Sigfrido Ranucci
Il romanzo dei fatti
Il lunedì alle 21.20 ritornano le inchieste di Report. “La forza del programma è nell’avere mantenuto intatto nel tempo il proprio DNA – dichiara Sigfrido Ranucci al RadiocorriereTv – dico grazie alla Rai che non solo ci ha lasciati liberi, ma ci fa anche sentire liberi, e non è una questione da poco”. Dal 21 ottobre su Rai3
Cosa rende “Report” una macchina vincente?
Coloro che ci lavorano. Ho scelto persone che hanno grande dedizione, che hanno coraggio. Non c’è nessuno entrato per una spinta esterna ma tutti per le loro qualità. Ognuno è il colore di un tappeto, se li metti insieme emerge una figura, un’armonia. Abbiamo dei montatori che sono in grado di fare infografica da soli, c’è chi ha la sensibilità del montaggio, chi del linguaggio, chi dell’insieme e cura l’edizione nei minimi dettagli, rimanendo al lavoro fino alle 4 di notte perché non vuole mandare in onda una cosa che non sia bella. Coloro che indossano la maglietta di “Report” se la cuciono sulla pelle. Dopo 22 anni e centinaia e centinaia di cause e di richieste di risarcimento danni ne abbiamo persa solo una e non per non avere detto la verità. È importante che nessuna sentenza ci sia andata contro per avere diffamato, per errori deontologici.

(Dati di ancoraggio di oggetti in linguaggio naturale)
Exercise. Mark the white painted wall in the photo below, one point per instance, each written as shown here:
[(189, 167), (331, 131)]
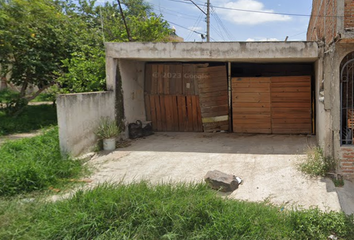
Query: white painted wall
[(78, 116), (215, 51)]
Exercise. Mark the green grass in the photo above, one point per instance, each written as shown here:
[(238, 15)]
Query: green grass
[(7, 95), (142, 211), (32, 118), (32, 164), (316, 164), (45, 97)]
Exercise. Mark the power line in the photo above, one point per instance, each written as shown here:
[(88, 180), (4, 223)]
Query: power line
[(186, 28), (264, 12), (218, 20), (198, 7), (172, 11), (195, 24), (202, 34)]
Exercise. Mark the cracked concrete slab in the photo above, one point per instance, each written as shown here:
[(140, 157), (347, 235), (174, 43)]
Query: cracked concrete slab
[(267, 164)]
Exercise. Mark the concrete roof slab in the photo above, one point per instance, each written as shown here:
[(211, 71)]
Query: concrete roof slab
[(215, 51)]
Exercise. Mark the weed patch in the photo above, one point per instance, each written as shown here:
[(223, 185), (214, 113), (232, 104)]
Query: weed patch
[(182, 211), (34, 164), (316, 164), (32, 118)]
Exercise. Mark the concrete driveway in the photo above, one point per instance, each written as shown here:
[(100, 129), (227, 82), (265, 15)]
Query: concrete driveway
[(265, 163)]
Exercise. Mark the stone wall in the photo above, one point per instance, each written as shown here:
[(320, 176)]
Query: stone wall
[(78, 117), (346, 164), (323, 21)]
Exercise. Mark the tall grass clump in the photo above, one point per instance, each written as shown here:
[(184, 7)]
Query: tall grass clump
[(316, 164), (32, 118), (182, 211), (34, 164)]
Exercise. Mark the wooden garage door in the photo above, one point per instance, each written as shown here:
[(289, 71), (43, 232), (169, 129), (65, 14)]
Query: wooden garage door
[(272, 105), (171, 97), (291, 104), (251, 105)]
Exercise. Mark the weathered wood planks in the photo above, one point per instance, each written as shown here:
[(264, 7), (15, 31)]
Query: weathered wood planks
[(272, 104)]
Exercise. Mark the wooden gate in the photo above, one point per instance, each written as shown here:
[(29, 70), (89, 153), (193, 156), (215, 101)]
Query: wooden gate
[(171, 97), (212, 83), (186, 97), (272, 105)]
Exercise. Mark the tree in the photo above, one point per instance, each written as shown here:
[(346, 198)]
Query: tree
[(48, 42), (32, 44)]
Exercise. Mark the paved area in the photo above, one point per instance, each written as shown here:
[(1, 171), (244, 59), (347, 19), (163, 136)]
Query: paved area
[(267, 164), (19, 136)]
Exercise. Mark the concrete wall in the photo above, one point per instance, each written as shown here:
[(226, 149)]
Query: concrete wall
[(332, 102), (78, 116), (132, 74), (215, 51), (324, 28), (349, 14)]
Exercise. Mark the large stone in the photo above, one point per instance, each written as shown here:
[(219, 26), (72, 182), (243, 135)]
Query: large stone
[(221, 181)]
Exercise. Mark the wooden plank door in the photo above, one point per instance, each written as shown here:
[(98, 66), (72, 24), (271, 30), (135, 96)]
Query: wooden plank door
[(171, 97), (213, 97), (251, 106), (291, 104)]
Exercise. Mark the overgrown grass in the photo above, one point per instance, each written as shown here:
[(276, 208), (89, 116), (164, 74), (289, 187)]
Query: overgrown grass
[(32, 118), (317, 164), (33, 164), (141, 211), (7, 95), (45, 97)]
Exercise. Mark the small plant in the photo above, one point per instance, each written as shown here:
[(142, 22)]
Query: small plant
[(107, 129), (316, 164)]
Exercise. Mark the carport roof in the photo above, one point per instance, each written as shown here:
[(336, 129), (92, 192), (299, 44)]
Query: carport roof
[(215, 51)]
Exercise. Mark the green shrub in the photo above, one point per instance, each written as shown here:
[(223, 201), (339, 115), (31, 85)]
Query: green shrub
[(34, 164), (316, 164), (45, 97), (182, 211)]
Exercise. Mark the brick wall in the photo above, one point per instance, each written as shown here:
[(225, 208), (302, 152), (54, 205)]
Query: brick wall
[(349, 14), (323, 23), (347, 162)]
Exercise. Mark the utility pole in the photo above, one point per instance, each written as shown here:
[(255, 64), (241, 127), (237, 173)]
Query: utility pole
[(125, 23), (208, 20), (207, 14)]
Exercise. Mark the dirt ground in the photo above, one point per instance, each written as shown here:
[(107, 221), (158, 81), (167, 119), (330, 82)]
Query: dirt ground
[(267, 164)]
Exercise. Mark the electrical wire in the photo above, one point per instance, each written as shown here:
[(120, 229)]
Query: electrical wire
[(218, 20), (264, 12), (195, 25), (189, 29)]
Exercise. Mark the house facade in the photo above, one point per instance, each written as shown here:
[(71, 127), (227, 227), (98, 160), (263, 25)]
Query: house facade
[(332, 26), (237, 87)]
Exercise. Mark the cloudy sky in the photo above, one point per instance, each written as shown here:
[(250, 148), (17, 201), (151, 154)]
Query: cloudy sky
[(237, 20)]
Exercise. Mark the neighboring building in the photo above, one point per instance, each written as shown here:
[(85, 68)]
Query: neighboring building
[(241, 87), (332, 26)]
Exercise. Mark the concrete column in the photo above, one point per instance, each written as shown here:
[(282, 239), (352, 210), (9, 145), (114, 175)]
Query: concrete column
[(111, 64), (340, 16)]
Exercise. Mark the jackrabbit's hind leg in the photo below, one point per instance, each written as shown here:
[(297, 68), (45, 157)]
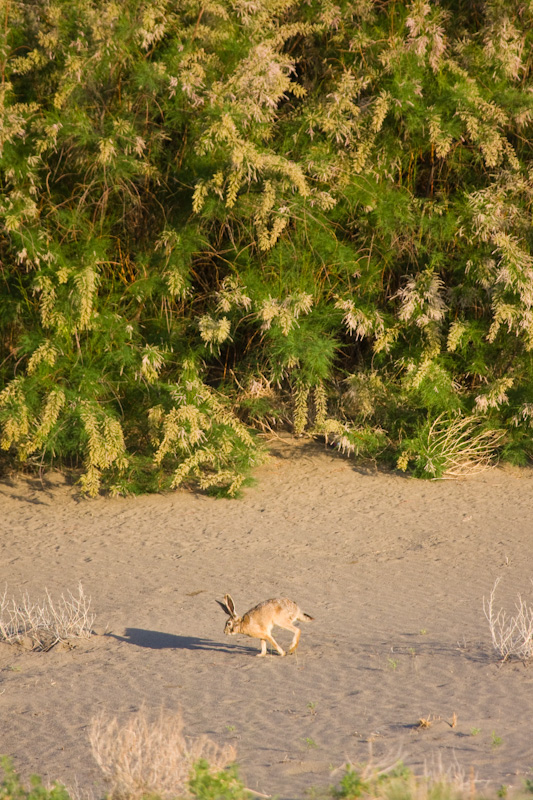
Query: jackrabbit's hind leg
[(263, 649), (273, 642), (296, 639)]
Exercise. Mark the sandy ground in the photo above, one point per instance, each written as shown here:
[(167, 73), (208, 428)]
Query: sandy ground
[(394, 571)]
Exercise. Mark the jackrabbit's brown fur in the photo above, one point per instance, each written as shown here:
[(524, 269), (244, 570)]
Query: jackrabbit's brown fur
[(259, 621)]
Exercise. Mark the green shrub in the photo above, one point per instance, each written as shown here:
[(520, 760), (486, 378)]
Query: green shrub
[(316, 197)]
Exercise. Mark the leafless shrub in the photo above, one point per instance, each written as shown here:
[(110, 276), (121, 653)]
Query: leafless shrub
[(458, 447), (142, 758), (512, 636), (43, 625)]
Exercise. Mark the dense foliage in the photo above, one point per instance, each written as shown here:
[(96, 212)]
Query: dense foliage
[(232, 214)]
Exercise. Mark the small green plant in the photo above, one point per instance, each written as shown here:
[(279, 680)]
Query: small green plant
[(11, 787), (496, 740), (206, 784), (351, 785)]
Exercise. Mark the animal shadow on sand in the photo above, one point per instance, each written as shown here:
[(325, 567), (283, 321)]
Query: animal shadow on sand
[(157, 640)]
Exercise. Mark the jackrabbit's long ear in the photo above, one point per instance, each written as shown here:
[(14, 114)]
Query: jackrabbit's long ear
[(224, 608), (230, 604)]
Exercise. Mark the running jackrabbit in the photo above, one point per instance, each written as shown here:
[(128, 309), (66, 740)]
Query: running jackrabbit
[(259, 621)]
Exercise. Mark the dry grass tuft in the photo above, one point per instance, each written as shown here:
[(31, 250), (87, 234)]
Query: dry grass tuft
[(512, 636), (141, 757), (42, 625), (460, 447)]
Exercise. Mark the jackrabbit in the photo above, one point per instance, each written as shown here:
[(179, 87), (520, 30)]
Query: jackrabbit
[(259, 621)]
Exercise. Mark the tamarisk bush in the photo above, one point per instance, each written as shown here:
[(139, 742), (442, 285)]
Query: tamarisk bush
[(225, 216)]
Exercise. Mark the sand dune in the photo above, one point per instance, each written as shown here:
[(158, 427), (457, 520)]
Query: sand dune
[(393, 570)]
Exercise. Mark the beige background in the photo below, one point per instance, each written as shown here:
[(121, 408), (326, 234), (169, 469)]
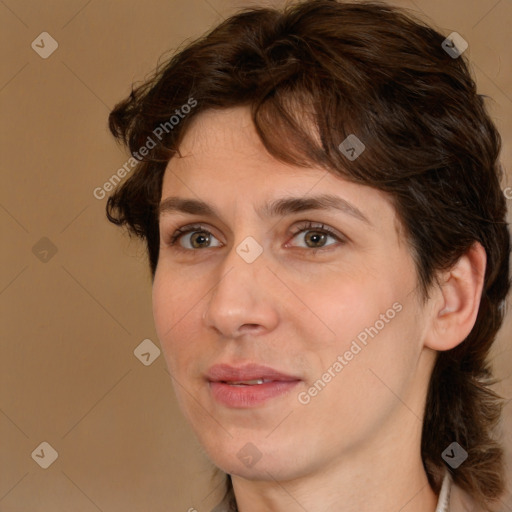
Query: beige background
[(70, 324)]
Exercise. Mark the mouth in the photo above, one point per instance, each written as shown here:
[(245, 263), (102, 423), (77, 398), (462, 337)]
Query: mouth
[(248, 386)]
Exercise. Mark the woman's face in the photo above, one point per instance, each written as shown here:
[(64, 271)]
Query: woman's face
[(338, 316)]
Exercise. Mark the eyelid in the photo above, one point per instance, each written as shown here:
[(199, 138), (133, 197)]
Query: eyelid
[(302, 226)]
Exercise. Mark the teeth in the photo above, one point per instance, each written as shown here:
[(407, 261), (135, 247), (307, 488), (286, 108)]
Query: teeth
[(249, 382)]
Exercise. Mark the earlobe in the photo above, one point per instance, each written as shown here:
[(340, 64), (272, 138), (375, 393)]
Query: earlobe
[(457, 302)]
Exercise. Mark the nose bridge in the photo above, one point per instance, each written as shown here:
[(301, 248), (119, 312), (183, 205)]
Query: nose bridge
[(239, 298)]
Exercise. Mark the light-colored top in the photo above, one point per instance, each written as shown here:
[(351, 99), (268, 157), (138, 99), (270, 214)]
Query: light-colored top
[(443, 503)]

COMPITI DELL'ESERCIZIO:
1 - Riassumi in due frasi l'estratto su Report.
2 - Rispondi alle domande seguenti in base all'estratto su Report, indicando ogni risposta con la stessa lettera della domanda.
(a) Da quale data il programma torna su Rai3?
(b) Fino a che ora resta al lavoro chi cura l'edizione nei minimi dettagli?
(c) Quante cause ha perso Report in 22 anni?
3 - Riprendi l'estratto su Report e scrivi il seguito dopo la sua ultima frase.
Per svolgere i compiti il materiale non serve.

RISPOSTE PER COMPITO:
1 - Report torna su Rai3 dal 21 ottobre, il lunedì alle 21.20, e Sigfrido Ranucci ringrazia la Rai perché lascia il programma libero e lo fa anche sentire libero. Secondo Ranucci la forza di Report sono le persone che ci lavorano, scelte per le loro qualità, e in 22 anni, su centinaia di cause e di richieste di risarcimento, il programma ne ha persa solo una, e non per non avere detto la verità.

2 -
(a) Dal 21 ottobre.
(b) Fino alle 4 di notte.
(c) Una sola.

3 -
Come nasce una vostra puntata?
Per capirlo basta fare una foto della mia scrivania (sorride, ndr). Una puntata di “Report” nasce da querele che arrivano addirittura in arabo, non so in quanti ne abbiano avute, e soprattutto da 75 mila segnalazioni che giungono durante l’anno. Il programma è uno sfogatoio d’Italia, potremmo fornire argomenti a tutte le trasmissioni della Rai. Capita che le segnalazioni vengono indirizzate contestualmente alla Procura della Repubblica, alla Corte dei Conti, alla Dia e a “Report”, come se fossimo un organo inquirente.